◆ SET TASK ◆
Swap "pillow" for "cushion" in the listing, starting at the line containing "Target: awning" and ending at the last line of the listing. Return only those lines, with nothing else changed.

— start of MATERIAL PROVIDED —

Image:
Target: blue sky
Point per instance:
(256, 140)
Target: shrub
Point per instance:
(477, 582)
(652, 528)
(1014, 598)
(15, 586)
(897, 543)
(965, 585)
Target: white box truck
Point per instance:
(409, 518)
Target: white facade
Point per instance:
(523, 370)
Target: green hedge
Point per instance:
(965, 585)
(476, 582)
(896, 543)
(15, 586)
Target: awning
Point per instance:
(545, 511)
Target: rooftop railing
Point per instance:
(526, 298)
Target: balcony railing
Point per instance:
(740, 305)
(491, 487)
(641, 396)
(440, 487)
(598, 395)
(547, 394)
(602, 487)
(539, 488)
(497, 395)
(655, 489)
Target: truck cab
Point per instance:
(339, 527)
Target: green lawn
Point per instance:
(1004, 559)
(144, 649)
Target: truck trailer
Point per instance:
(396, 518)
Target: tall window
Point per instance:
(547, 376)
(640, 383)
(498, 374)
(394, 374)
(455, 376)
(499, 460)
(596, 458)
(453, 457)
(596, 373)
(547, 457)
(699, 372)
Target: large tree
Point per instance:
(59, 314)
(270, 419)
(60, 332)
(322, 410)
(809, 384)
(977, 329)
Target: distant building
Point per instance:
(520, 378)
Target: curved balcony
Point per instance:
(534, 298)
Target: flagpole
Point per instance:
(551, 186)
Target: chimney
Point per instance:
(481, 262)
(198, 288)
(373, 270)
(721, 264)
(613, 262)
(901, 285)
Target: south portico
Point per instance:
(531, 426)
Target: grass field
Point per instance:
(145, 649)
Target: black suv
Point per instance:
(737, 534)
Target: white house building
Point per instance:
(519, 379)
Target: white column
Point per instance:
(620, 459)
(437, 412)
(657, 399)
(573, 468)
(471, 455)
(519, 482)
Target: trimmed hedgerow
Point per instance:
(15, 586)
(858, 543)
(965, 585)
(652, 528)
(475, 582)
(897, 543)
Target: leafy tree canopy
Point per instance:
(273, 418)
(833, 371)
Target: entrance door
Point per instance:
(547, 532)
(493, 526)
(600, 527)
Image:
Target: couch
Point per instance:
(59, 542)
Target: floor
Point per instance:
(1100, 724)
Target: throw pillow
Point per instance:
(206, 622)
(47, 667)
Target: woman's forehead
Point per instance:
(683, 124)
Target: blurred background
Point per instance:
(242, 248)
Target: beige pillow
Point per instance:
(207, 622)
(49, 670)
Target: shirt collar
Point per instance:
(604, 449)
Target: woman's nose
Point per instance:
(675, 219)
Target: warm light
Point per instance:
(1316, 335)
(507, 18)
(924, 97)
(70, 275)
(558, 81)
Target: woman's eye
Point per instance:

— end of MATERIAL PROVIDED —

◆ TASK SOLUTION ◆
Target: awning
Point per instance:
(545, 511)
Target: rooftop railing
Point per instance:
(526, 298)
Target: balcony railing
Point per instance:
(740, 305)
(491, 487)
(641, 396)
(440, 487)
(598, 395)
(547, 394)
(602, 487)
(539, 488)
(497, 395)
(655, 489)
Target: truck cab
Point per instance:
(339, 527)
Target: green lawn
Point per instance:
(1004, 559)
(144, 649)
Target: truck trailer
Point per instance:
(396, 518)
Target: tall window
Point per instance:
(547, 376)
(640, 383)
(498, 374)
(394, 374)
(455, 376)
(499, 460)
(596, 458)
(453, 457)
(596, 373)
(547, 457)
(699, 372)
Target: large tree
Point per instance:
(59, 314)
(270, 419)
(60, 332)
(322, 410)
(809, 384)
(977, 329)
Target: distant building
Point per instance:
(520, 378)
Target: curved balcony
Point per instance:
(534, 298)
Target: flagpole
Point per instance:
(551, 186)
Target: chimney
Point per instance:
(481, 262)
(198, 288)
(373, 270)
(721, 264)
(613, 262)
(901, 285)
Target: south portico
Point per instance:
(531, 426)
Target: grass field
Point per instance:
(145, 649)
Target: black suv
Point per instance:
(737, 534)
Target: white house building
Point per instance:
(519, 379)
Target: white column
Point per instance:
(620, 459)
(437, 412)
(657, 399)
(573, 468)
(471, 455)
(519, 482)
Target: trimmed hedgerow
Point per instance:
(15, 586)
(858, 543)
(965, 585)
(652, 528)
(475, 582)
(897, 543)
Target: leafy tree canopy
Point per instance:
(273, 418)
(833, 371)
Target: entrance door
Point per instance:
(547, 532)
(493, 526)
(600, 527)
Image:
Target: couch
Point per instance:
(59, 542)
Target: floor
Point per instance:
(1100, 724)
Target: throw cushion
Point per instance:
(206, 622)
(47, 667)
Target: woman's forehead
Point per instance:
(683, 124)
Target: blurred background
Point per instance:
(242, 248)
Target: beige cushion
Point per instance:
(207, 622)
(49, 670)
Target: shirt collar
Point per instance:
(604, 449)
Target: woman's nose
Point per instance:
(675, 219)
Target: warm light
Point per instance:
(1316, 335)
(507, 18)
(924, 97)
(70, 275)
(558, 81)
Target: woman's eye
Point per instance:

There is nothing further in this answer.